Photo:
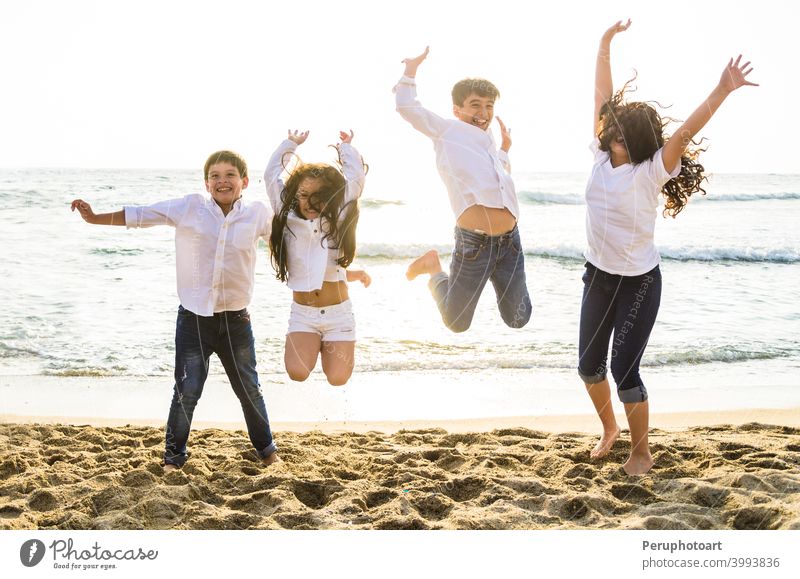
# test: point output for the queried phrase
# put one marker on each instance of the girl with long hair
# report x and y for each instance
(312, 244)
(634, 163)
= = = = = = =
• [GOAL]: Count the lines in the records above that contain the word "each", treating uppercase and lowercase as different, and reply with the number alone.

• [TASK RESPONSE]: 2